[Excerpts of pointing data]
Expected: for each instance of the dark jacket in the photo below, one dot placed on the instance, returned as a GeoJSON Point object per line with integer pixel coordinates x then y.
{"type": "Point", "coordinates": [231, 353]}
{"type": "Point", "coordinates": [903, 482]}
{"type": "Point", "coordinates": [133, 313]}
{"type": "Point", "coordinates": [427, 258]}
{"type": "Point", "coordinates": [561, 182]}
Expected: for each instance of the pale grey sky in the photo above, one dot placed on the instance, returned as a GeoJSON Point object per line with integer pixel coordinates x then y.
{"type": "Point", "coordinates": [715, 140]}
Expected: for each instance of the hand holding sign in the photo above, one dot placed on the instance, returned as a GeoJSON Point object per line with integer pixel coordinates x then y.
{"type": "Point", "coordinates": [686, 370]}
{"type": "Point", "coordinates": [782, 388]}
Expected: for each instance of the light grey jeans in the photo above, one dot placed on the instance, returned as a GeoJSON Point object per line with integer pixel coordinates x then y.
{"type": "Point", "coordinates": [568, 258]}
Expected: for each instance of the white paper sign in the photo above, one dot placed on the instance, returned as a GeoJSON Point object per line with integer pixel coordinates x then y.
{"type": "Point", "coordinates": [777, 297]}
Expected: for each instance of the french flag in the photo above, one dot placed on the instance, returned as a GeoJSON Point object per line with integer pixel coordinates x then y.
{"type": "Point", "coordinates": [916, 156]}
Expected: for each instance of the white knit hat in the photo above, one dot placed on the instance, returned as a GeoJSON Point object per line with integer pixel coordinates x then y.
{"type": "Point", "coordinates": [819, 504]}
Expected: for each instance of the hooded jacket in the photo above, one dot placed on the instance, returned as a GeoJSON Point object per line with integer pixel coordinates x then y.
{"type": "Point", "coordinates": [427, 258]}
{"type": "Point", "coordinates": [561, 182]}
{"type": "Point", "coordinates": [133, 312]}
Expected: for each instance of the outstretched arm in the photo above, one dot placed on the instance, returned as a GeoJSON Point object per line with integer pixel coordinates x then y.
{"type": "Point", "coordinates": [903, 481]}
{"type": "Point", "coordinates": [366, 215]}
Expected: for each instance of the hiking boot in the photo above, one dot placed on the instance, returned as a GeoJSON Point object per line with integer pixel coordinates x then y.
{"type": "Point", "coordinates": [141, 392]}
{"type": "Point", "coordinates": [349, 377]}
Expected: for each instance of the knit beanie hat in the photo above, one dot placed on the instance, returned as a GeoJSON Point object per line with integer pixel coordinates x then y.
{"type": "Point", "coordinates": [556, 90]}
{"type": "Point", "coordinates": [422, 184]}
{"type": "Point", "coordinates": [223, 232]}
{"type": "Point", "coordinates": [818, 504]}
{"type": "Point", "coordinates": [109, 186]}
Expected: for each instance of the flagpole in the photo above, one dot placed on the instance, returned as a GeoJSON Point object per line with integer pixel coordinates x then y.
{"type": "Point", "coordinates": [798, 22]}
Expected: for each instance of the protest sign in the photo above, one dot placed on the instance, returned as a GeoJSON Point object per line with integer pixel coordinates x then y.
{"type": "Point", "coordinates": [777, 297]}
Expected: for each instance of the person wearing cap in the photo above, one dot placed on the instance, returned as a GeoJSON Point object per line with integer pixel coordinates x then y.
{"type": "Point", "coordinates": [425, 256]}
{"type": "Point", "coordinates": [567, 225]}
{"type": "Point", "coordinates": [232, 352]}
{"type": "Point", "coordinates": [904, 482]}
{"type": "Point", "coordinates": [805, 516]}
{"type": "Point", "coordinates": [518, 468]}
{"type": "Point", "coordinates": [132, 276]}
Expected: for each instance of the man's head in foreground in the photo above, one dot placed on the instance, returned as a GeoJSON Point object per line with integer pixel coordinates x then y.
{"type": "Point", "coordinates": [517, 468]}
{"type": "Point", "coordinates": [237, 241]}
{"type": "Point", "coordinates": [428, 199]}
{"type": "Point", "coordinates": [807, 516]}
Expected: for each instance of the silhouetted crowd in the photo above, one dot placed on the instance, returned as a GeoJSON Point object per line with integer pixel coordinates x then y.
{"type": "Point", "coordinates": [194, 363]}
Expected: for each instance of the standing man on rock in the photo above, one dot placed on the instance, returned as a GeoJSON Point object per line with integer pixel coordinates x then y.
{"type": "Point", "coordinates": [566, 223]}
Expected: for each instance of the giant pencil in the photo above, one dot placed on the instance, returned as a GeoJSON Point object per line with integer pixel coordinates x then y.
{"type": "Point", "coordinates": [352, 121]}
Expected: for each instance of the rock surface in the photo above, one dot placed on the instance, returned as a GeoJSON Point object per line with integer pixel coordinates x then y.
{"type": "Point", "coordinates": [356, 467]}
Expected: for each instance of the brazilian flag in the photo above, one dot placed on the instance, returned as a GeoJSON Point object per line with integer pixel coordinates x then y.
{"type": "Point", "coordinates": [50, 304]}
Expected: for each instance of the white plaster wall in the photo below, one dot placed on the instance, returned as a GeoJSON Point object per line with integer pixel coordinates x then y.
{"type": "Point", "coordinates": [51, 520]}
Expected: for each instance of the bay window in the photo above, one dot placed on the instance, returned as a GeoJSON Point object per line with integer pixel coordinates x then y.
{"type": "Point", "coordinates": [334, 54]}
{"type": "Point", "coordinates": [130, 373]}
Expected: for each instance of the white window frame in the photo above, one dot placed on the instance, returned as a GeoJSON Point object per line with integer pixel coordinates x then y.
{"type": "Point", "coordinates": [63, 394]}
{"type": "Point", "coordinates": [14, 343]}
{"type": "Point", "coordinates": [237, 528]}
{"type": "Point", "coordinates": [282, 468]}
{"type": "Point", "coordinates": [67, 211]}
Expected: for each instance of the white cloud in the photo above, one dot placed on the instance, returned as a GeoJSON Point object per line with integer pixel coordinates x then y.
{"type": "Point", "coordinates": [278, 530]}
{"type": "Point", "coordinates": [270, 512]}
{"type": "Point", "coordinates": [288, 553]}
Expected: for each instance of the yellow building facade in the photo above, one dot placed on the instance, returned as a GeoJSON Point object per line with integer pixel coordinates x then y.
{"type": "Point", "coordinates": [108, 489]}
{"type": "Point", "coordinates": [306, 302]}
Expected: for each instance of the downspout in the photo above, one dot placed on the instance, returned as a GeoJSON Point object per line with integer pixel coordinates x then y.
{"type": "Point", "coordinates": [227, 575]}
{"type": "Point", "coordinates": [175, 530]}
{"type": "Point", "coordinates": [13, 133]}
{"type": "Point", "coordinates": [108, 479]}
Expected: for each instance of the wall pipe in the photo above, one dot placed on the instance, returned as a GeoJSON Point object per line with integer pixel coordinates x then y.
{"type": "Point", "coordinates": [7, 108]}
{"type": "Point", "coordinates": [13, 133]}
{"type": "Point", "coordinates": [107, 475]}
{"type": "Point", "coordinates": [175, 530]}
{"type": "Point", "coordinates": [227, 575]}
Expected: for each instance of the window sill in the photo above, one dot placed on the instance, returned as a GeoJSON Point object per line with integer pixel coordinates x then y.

● To do
Above are some records; extract every one of them exactly.

● Task result
Expected: for each instance of the dark jacket in the photo below, one dot placed on the instance, returned as a GeoJSON Point object per line with integer pixel coordinates x then y.
{"type": "Point", "coordinates": [231, 353]}
{"type": "Point", "coordinates": [903, 482]}
{"type": "Point", "coordinates": [133, 313]}
{"type": "Point", "coordinates": [427, 258]}
{"type": "Point", "coordinates": [561, 182]}
Expected: for each instance of the pale grey sky in the photo above, one dot placed on the instance, returned as a GeoJSON Point object per line with integer pixel coordinates x then y.
{"type": "Point", "coordinates": [715, 140]}
Expected: for each instance of the hand holding sign in the photo above, one dot placed on the instance, returned as a GeoJSON Point object per line with integer pixel coordinates x then y.
{"type": "Point", "coordinates": [686, 370]}
{"type": "Point", "coordinates": [782, 388]}
Expected: for each instance of the light grey jeans in the photo above, one dot placed on the instance, returned as a GeoJSON Point object per line with integer pixel coordinates x then y.
{"type": "Point", "coordinates": [568, 258]}
Expected: for each instance of the white paper sign in the photo above, one dot placed on the instance, returned as a GeoJSON Point object per line with integer pixel coordinates x then y.
{"type": "Point", "coordinates": [777, 297]}
Expected: for each instance of the french flag in the photo above, one dot placed on the instance, returned as a GeoJSON Point object per line with integer pixel coordinates x then y.
{"type": "Point", "coordinates": [916, 156]}
Expected: for each instance of the white knit hat in the photo above, one dot placed on the instance, returned as a GeoJSON Point object per line with integer pixel coordinates x then y.
{"type": "Point", "coordinates": [819, 504]}
Expected: for each instance of the hooded jacket in the photo above, one dot placed on the instance, returned as a GeoJSON Point object per line with integer pixel coordinates x then y.
{"type": "Point", "coordinates": [427, 258]}
{"type": "Point", "coordinates": [561, 182]}
{"type": "Point", "coordinates": [133, 312]}
Expected: for each instance of the outstretched arm in the photo above, one dot placed on the instance, returned as a GeoJSON Point object per line with integer pixel coordinates x then y.
{"type": "Point", "coordinates": [903, 481]}
{"type": "Point", "coordinates": [366, 215]}
Expected: for each instance of the hiking boot in the photo above, one dot placed on the instance, returned as a GeoJSON Point object per line with integer pixel coordinates x then y.
{"type": "Point", "coordinates": [141, 392]}
{"type": "Point", "coordinates": [349, 377]}
Expected: for each instance of the knit beanie hat in the photo above, one dot placed on the instance, returned as a GeoJSON Point object per line with integer pixel coordinates x then y.
{"type": "Point", "coordinates": [556, 90]}
{"type": "Point", "coordinates": [422, 184]}
{"type": "Point", "coordinates": [223, 232]}
{"type": "Point", "coordinates": [818, 504]}
{"type": "Point", "coordinates": [109, 186]}
Expected: for each instance of the flagpole in the photo above, one dot placed on the instance, returned as a GeoJSON Point object per line with integer pixel coordinates x then y.
{"type": "Point", "coordinates": [798, 22]}
Expected: for each instance of the protest sign in the photo above, one dot placed on the instance, returned as a GeoJSON Point object per line with integer pixel coordinates x then y.
{"type": "Point", "coordinates": [777, 297]}
Expected: for each instance of the person wearing cap in the photo above, one dot placed on the instance, returned as a GeoJSON Point object per line with integer pixel coordinates x then y.
{"type": "Point", "coordinates": [425, 256]}
{"type": "Point", "coordinates": [567, 225]}
{"type": "Point", "coordinates": [232, 352]}
{"type": "Point", "coordinates": [904, 482]}
{"type": "Point", "coordinates": [805, 516]}
{"type": "Point", "coordinates": [518, 468]}
{"type": "Point", "coordinates": [132, 276]}
Expected: for each instance of the man's head in foreground in the photo above, one dot placed on the instance, returned as a GeoJSON Point object per line with integer pixel coordinates x then y.
{"type": "Point", "coordinates": [517, 468]}
{"type": "Point", "coordinates": [237, 241]}
{"type": "Point", "coordinates": [428, 199]}
{"type": "Point", "coordinates": [807, 516]}
Expected: for each instance of the silhouetted crowd in the photo above, one dot placed on the instance, returned as a GeoJSON Point object per line with integer pixel coordinates x then y.
{"type": "Point", "coordinates": [194, 363]}
Expected: for each instance of the standing man on rock in the photo above, one dot placed on the instance, returned as a GeoJSON Point object per line with integer pixel coordinates x then y.
{"type": "Point", "coordinates": [566, 223]}
Expected: for each instance of the giant pencil in the photo above, one dot placed on the instance, returned as a GeoJSON Point object per line with integer pixel coordinates x then y.
{"type": "Point", "coordinates": [352, 121]}
Expected: for each instance of the rock surface in the photo above, one dot placed on the instance, returned as a GeoJSON Point object per line with integer pixel coordinates x then y.
{"type": "Point", "coordinates": [356, 467]}
Expected: for each instance of the brazilian flag in the photo above, one dot placed on the instance, returned as a GeoJSON Point object per line with integer pixel coordinates x then y.
{"type": "Point", "coordinates": [50, 304]}
Expected: for each instance of the white plaster wall in the photo below, one dot placed on the instance, returned as a GeoJSON Point object per line with integer pixel coordinates x then y.
{"type": "Point", "coordinates": [51, 520]}
Expected: for each instance of the bay window in the photo above, one dot placed on the instance, returned as a GeoJSON Point object per line with integer pixel coordinates x then y.
{"type": "Point", "coordinates": [334, 54]}
{"type": "Point", "coordinates": [130, 373]}
Expected: for each instance of the white window frame in the photo above, one dot placed on the instance, returned as a GeoJSON Point object per line with integer pixel coordinates x then y.
{"type": "Point", "coordinates": [63, 394]}
{"type": "Point", "coordinates": [14, 343]}
{"type": "Point", "coordinates": [237, 528]}
{"type": "Point", "coordinates": [282, 468]}
{"type": "Point", "coordinates": [67, 211]}
Expected: for each instance of the white cloud in the photo above, one dot placed on the instance, returned as a GeoJSON Point object per line with integer pixel coordinates x then y.
{"type": "Point", "coordinates": [278, 530]}
{"type": "Point", "coordinates": [270, 512]}
{"type": "Point", "coordinates": [288, 553]}
Expected: for each instance of the yellow building facade in the photo above, one dot placed on the instance, returned as a GeoJSON Point object per line with integer pixel coordinates x then y.
{"type": "Point", "coordinates": [108, 489]}
{"type": "Point", "coordinates": [306, 302]}
Expected: for each instance of the downspout in the photo above, one dot placed on the instance, returned as a GeoJSON Point object per line with integer pixel coordinates x then y.
{"type": "Point", "coordinates": [227, 575]}
{"type": "Point", "coordinates": [175, 530]}
{"type": "Point", "coordinates": [13, 133]}
{"type": "Point", "coordinates": [108, 479]}
Expected: for each instance of the wall pipe in the photo above, one dot placed on the instance, returned as a GeoJSON Point object per line with integer pixel coordinates x then y.
{"type": "Point", "coordinates": [7, 108]}
{"type": "Point", "coordinates": [13, 133]}
{"type": "Point", "coordinates": [107, 475]}
{"type": "Point", "coordinates": [175, 530]}
{"type": "Point", "coordinates": [227, 575]}
Expected: for each instance of the window sill in the photo above, one dot placed on the instance, returned as a GeoJSON Point object per line with integer pixel coordinates x then y.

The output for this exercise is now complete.